What is required: Your task is to copy each line of the material that holds the word "helmet".

Information provided:
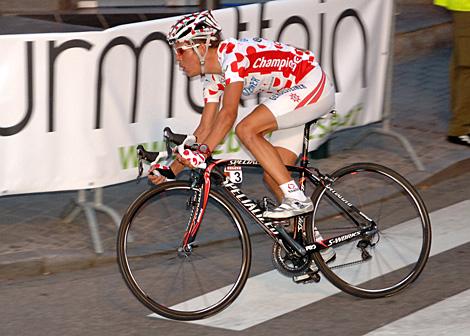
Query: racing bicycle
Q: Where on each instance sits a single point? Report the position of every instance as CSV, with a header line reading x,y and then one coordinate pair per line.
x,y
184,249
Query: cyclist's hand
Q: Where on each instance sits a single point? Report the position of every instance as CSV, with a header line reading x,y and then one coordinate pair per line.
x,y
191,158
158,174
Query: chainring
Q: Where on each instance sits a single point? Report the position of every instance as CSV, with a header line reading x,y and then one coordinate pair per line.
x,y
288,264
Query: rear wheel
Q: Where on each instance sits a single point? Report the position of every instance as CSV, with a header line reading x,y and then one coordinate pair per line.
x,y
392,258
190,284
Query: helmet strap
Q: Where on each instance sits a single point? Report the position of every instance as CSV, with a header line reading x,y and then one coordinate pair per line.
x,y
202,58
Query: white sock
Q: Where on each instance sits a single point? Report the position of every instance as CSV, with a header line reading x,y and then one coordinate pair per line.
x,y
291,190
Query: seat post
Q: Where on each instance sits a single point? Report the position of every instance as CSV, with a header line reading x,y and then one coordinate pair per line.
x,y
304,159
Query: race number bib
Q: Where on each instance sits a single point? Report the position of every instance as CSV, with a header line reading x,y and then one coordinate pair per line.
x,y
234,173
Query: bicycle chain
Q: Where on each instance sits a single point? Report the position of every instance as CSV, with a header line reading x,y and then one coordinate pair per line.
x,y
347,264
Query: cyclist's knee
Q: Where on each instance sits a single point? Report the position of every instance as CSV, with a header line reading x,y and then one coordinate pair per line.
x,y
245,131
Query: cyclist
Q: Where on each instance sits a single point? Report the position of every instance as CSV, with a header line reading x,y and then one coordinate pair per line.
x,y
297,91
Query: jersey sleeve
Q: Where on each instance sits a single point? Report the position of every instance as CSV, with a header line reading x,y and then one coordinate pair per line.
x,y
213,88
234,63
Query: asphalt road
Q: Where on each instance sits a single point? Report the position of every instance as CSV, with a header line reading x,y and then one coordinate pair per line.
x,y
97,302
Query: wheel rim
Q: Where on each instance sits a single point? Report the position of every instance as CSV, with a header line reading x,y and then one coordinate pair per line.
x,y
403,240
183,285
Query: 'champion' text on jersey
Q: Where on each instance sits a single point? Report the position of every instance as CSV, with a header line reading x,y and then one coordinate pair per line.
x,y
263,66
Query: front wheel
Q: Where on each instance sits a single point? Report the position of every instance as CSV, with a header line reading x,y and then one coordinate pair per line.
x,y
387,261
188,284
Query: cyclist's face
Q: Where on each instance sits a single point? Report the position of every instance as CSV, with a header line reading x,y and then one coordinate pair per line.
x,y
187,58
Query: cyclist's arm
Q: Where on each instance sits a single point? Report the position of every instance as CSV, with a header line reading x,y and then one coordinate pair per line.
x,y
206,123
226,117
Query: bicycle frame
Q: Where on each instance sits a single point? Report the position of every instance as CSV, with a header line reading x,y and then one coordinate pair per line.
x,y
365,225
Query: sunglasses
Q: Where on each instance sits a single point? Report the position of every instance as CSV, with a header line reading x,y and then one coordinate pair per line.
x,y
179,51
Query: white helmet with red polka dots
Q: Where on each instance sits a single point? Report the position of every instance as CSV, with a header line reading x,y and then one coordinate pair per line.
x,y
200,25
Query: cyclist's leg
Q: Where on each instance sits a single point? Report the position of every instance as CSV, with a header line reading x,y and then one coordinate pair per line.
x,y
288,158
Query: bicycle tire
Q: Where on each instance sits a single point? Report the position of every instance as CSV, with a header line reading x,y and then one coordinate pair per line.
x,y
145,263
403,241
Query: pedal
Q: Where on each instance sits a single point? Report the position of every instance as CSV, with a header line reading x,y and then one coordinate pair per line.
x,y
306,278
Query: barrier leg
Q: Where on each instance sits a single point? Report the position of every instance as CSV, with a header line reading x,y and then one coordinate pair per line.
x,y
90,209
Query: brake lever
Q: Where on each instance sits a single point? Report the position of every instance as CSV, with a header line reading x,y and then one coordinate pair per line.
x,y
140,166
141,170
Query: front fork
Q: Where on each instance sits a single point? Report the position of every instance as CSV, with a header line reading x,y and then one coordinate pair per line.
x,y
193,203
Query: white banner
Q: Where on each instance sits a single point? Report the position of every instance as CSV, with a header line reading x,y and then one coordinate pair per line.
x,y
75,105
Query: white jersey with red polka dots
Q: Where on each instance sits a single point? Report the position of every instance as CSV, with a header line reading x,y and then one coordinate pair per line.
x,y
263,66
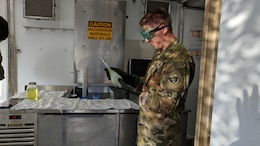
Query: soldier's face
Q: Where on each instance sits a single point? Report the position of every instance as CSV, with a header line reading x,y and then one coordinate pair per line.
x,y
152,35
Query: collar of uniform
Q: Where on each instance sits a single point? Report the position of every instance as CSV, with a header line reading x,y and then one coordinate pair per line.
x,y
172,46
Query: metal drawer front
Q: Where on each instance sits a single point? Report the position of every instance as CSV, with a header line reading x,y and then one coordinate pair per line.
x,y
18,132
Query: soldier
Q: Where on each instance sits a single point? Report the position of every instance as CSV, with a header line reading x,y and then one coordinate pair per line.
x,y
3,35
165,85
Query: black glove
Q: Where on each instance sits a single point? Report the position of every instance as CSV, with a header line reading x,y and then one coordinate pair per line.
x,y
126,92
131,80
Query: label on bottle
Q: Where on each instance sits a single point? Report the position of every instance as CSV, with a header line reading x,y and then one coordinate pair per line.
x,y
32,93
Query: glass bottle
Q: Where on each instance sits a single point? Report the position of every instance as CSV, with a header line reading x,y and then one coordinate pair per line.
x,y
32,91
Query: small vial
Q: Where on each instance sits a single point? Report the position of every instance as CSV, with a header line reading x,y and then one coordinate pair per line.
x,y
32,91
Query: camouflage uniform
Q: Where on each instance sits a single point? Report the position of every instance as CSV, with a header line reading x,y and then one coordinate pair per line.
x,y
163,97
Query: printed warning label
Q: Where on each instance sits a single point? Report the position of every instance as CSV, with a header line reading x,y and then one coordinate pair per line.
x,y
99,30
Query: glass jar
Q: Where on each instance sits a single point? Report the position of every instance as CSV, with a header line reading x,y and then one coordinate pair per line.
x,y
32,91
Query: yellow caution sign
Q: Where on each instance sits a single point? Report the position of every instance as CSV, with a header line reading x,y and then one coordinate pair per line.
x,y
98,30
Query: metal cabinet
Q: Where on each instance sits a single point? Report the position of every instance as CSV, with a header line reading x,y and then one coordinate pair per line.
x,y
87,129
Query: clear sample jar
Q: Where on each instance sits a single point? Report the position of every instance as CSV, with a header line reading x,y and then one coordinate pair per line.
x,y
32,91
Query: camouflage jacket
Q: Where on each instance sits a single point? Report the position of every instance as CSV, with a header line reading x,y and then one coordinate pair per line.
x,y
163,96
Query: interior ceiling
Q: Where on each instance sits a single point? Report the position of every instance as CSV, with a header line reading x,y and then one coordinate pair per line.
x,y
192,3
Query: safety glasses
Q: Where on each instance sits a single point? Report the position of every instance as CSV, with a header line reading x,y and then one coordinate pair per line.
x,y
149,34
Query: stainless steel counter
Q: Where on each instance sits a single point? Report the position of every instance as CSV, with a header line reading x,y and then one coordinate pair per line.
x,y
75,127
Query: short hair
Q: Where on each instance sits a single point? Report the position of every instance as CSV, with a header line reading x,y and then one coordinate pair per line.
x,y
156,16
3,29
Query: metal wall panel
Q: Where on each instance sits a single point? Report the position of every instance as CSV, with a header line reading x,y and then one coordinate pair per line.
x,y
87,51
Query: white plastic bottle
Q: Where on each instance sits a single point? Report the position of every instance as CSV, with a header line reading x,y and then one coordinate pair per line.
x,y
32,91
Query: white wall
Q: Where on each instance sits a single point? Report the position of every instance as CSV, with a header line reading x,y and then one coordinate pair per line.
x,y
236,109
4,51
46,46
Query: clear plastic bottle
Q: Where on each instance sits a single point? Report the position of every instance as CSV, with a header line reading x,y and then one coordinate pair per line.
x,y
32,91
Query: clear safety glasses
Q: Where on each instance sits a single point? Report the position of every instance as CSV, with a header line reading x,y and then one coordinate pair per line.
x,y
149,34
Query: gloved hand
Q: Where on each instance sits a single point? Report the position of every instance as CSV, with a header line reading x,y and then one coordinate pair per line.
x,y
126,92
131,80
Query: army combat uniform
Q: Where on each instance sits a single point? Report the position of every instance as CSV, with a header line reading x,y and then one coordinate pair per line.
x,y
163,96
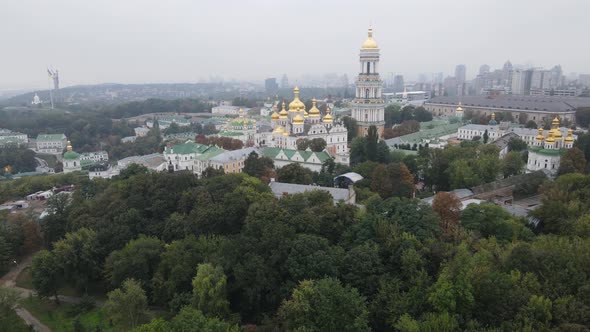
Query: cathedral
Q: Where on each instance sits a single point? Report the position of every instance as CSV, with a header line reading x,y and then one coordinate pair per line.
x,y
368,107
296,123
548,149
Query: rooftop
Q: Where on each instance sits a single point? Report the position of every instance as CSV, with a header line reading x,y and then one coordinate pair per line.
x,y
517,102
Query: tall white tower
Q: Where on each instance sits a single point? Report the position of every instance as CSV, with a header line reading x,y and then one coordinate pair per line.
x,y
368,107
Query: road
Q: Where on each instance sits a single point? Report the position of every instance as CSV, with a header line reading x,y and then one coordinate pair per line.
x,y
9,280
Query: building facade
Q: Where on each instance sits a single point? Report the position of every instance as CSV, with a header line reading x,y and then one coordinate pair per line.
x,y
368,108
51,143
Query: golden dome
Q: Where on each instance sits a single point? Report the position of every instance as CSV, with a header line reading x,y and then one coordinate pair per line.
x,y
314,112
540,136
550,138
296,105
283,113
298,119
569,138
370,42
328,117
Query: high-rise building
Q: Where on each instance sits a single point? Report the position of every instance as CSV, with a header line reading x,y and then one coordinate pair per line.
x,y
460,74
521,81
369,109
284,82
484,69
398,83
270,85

Written response:
Query: helmet strap
Query: white helmet with red polka dots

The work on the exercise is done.